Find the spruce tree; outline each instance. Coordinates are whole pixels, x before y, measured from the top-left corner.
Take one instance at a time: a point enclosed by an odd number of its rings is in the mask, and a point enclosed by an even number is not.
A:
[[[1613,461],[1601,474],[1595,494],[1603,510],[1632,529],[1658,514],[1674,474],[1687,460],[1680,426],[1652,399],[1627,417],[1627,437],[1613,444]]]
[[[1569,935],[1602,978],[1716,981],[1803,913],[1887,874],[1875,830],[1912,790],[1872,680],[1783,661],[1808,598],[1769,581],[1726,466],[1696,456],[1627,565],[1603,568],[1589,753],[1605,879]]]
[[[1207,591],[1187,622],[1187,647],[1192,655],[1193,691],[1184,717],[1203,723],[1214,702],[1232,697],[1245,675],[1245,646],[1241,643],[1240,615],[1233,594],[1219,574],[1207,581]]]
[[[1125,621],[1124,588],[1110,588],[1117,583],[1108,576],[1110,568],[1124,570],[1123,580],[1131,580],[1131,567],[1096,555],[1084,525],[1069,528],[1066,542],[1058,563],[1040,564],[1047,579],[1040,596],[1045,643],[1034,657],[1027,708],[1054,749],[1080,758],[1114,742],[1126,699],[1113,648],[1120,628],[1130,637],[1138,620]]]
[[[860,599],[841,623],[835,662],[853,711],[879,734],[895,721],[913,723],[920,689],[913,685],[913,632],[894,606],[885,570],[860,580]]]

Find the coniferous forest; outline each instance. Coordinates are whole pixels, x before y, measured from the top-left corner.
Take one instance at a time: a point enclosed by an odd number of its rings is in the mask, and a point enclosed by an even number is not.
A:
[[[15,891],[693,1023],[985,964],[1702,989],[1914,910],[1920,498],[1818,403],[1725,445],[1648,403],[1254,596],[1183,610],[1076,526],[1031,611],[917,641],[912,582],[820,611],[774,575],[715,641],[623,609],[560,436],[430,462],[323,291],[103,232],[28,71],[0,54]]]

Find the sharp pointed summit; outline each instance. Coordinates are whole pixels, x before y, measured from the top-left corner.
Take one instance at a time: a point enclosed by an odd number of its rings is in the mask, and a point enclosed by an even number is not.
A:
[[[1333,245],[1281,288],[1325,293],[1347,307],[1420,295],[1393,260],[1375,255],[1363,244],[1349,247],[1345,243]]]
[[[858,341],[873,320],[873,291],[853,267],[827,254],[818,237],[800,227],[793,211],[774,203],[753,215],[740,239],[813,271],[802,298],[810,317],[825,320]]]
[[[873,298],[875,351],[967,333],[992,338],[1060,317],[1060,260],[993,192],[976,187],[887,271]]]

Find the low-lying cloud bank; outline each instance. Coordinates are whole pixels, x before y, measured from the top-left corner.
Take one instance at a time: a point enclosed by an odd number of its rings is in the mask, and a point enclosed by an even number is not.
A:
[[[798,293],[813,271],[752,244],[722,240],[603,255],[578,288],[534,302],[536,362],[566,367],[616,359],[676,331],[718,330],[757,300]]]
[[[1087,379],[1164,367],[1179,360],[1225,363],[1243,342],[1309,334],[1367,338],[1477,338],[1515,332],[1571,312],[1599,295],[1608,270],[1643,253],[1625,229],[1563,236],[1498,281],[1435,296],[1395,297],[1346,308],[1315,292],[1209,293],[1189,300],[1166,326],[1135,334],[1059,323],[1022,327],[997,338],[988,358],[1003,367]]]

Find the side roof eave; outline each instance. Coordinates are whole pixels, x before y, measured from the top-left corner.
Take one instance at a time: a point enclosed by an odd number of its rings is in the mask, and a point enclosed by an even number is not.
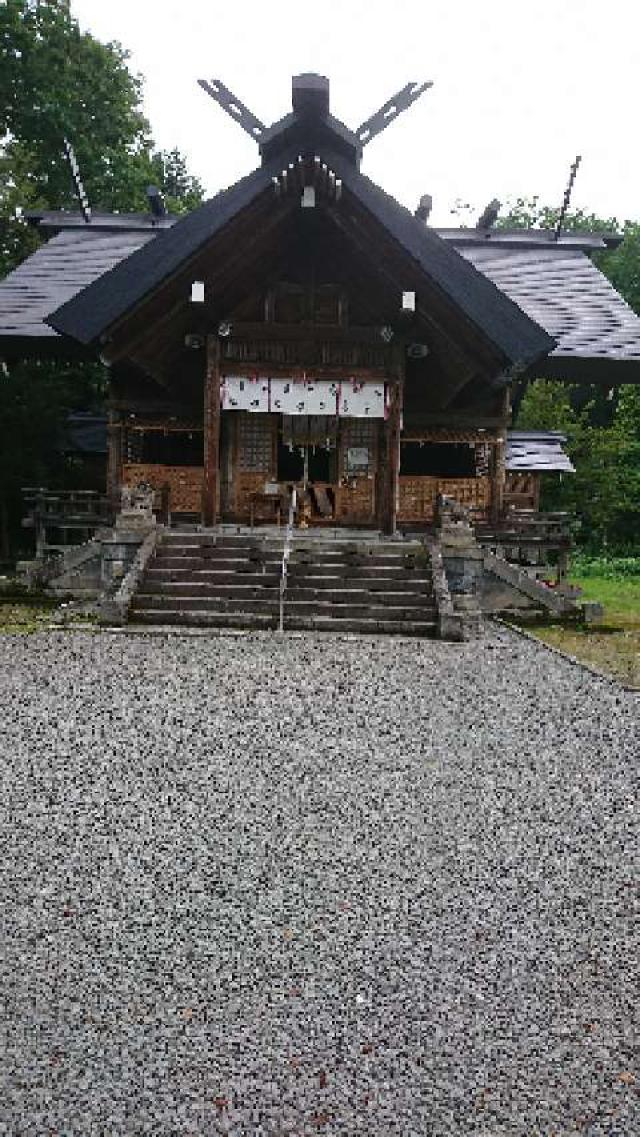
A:
[[[498,350],[505,367],[531,365],[553,350],[555,340],[548,332],[437,233],[339,155],[323,154],[323,159],[420,271]],[[285,161],[279,155],[277,161],[254,170],[187,214],[51,313],[47,323],[80,343],[97,340],[264,192]]]

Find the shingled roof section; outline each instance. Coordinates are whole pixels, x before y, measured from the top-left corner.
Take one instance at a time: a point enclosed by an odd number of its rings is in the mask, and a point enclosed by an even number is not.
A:
[[[291,155],[295,159],[297,154]],[[447,296],[502,354],[505,367],[525,365],[547,355],[554,340],[469,265],[437,233],[426,227],[394,198],[333,154],[324,154],[331,169],[387,230],[419,269]],[[59,332],[89,344],[116,320],[177,272],[241,210],[266,189],[283,167],[283,157],[255,170],[178,221],[107,276],[96,281],[49,317]]]
[[[640,317],[584,251],[561,242],[514,248],[499,231],[459,251],[554,336],[546,378],[640,382]]]
[[[140,231],[95,232],[88,225],[52,237],[0,281],[0,352],[59,340],[45,323],[47,316],[152,237]]]
[[[575,466],[562,449],[566,436],[557,430],[507,431],[507,470],[575,474]]]

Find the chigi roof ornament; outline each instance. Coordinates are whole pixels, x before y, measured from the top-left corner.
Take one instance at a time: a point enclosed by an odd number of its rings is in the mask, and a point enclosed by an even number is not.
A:
[[[324,75],[294,75],[291,83],[293,109],[269,127],[220,79],[198,79],[198,83],[258,143],[263,161],[269,161],[279,150],[295,141],[305,152],[328,145],[330,149],[350,157],[356,165],[364,147],[433,86],[431,80],[407,83],[354,131],[330,113],[329,80]]]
*-*-*
**Exercise objective**
Reproduce the data above exactly, leaving out any picture in it.

**Response**
Find the spruce tree; outline each instance. Coordinates are whole pixels, x before y, measured from the top-left corner.
Take one instance at a time: a point enclosed by an odd number of its rings is in the mask, and a point enclosed by an even number is not.
A:
[[[1613,461],[1601,474],[1595,494],[1603,510],[1632,529],[1658,514],[1674,474],[1687,460],[1680,426],[1652,399],[1627,417],[1627,437],[1613,444]]]
[[[1569,935],[1602,978],[1716,981],[1803,913],[1887,874],[1875,830],[1912,790],[1872,680],[1783,661],[1808,598],[1769,581],[1726,466],[1696,456],[1627,565],[1603,568],[1589,753],[1605,879]]]
[[[1207,591],[1187,622],[1187,647],[1192,655],[1193,691],[1184,717],[1203,723],[1214,702],[1232,697],[1245,675],[1245,646],[1241,643],[1240,615],[1233,594],[1219,574],[1207,581]]]
[[[1125,621],[1124,588],[1110,588],[1117,583],[1108,576],[1110,568],[1124,570],[1123,580],[1131,580],[1131,567],[1096,555],[1084,525],[1069,528],[1066,542],[1058,563],[1040,564],[1047,579],[1040,596],[1045,643],[1034,657],[1027,708],[1054,749],[1080,758],[1114,742],[1126,699],[1113,648],[1120,628],[1130,637],[1138,620]]]
[[[860,599],[841,623],[835,662],[853,711],[879,734],[895,721],[913,723],[920,689],[913,685],[913,632],[894,606],[885,570],[860,580]]]

Find the coniferous forest; outline each instance. Coordinates are whole pixels, x before y, measured from the top-left corner.
Take one instance at a time: a point enclosed by an odd number of its rings is in the mask, and a point enclosed by an even number is not.
A:
[[[15,891],[693,1023],[985,964],[1702,989],[1914,910],[1920,498],[1818,403],[1725,445],[1648,403],[1254,596],[1183,610],[1076,526],[1031,611],[917,641],[912,582],[820,611],[774,575],[715,641],[623,609],[560,436],[430,462],[323,291],[103,232],[28,71],[0,54]]]

Find the sharp pointed summit; outline each instance. Coordinates are whole pixels, x before y, measured from the top-left corner.
Take one instance at a time: a point enclosed by an odd number of its rings is in the mask, and a point enclosed by an even number is not.
A:
[[[1333,245],[1281,288],[1325,293],[1347,307],[1420,295],[1393,260],[1375,255],[1363,244],[1349,247],[1345,243]]]
[[[858,341],[873,320],[873,291],[853,267],[827,254],[818,237],[800,227],[793,211],[774,203],[753,215],[740,239],[813,271],[802,298],[810,317],[825,320]]]
[[[873,298],[875,351],[967,333],[992,338],[1060,317],[1060,260],[993,192],[976,187],[887,271]]]

Find the low-lying cloud bank; outline each instance. Coordinates are whole pixels, x before y, measured from the top-left corner.
Take one instance at a time: a point enclosed by an odd number of its rings is in the mask, and a point enclosed by an even number is not.
A:
[[[798,293],[813,271],[752,244],[722,240],[603,255],[578,288],[534,302],[536,362],[566,367],[616,359],[676,331],[718,330],[757,300]]]
[[[1087,379],[1164,367],[1179,360],[1225,363],[1243,342],[1309,334],[1367,338],[1477,338],[1515,332],[1571,312],[1599,295],[1608,270],[1643,253],[1625,229],[1563,236],[1498,281],[1435,296],[1395,297],[1346,308],[1315,292],[1209,293],[1189,300],[1166,326],[1135,334],[1059,323],[1022,327],[997,338],[988,358],[1003,367]]]

Find the side roof eave; outline each instance. Coordinates are whole pixels, x before y, measured from the top-left corner.
Take one instance at a time: a point enclosed by an odd number of its rings is in the mask, and a point enclosed by an even number is not.
A:
[[[498,350],[505,367],[531,365],[553,350],[555,340],[548,332],[437,233],[339,155],[323,154],[323,159],[420,271]],[[285,161],[279,155],[277,161],[254,170],[187,214],[51,313],[47,323],[80,343],[97,340],[264,192]]]

Find the shingled roof section; outline each instance. Coordinates are whole pixels, x before y, measured from the top-left corner.
Take one instance at a time: a point enclosed by an odd number of its rings is in the mask, and a point enclosed by an even number is not.
A:
[[[291,155],[295,159],[297,154]],[[447,296],[502,354],[505,367],[525,365],[547,355],[554,340],[469,265],[437,233],[426,227],[394,198],[333,154],[324,154],[331,169],[387,230],[419,269]],[[59,332],[89,344],[116,320],[177,272],[241,210],[266,189],[283,167],[283,157],[255,170],[178,221],[107,276],[96,281],[49,317]]]
[[[640,317],[584,251],[561,242],[514,248],[499,231],[459,251],[554,336],[546,378],[640,382]]]
[[[140,231],[95,232],[88,225],[52,237],[0,281],[0,352],[59,340],[45,323],[47,316],[152,237]]]
[[[575,466],[562,449],[566,436],[557,430],[507,431],[507,470],[575,474]]]

Find the chigi roof ornament; outline each instance. Coordinates are whole pixels, x before y, measured from the top-left corner.
Take one instance at a time: a point enclosed by an odd number of its rings is in the mask, and a point enclosed by an even number is not.
A:
[[[324,75],[294,75],[291,83],[293,109],[269,127],[220,79],[198,79],[198,83],[258,143],[263,161],[269,161],[279,150],[295,141],[305,152],[328,145],[330,149],[350,157],[356,165],[364,147],[433,86],[431,80],[407,83],[354,131],[330,113],[329,80]]]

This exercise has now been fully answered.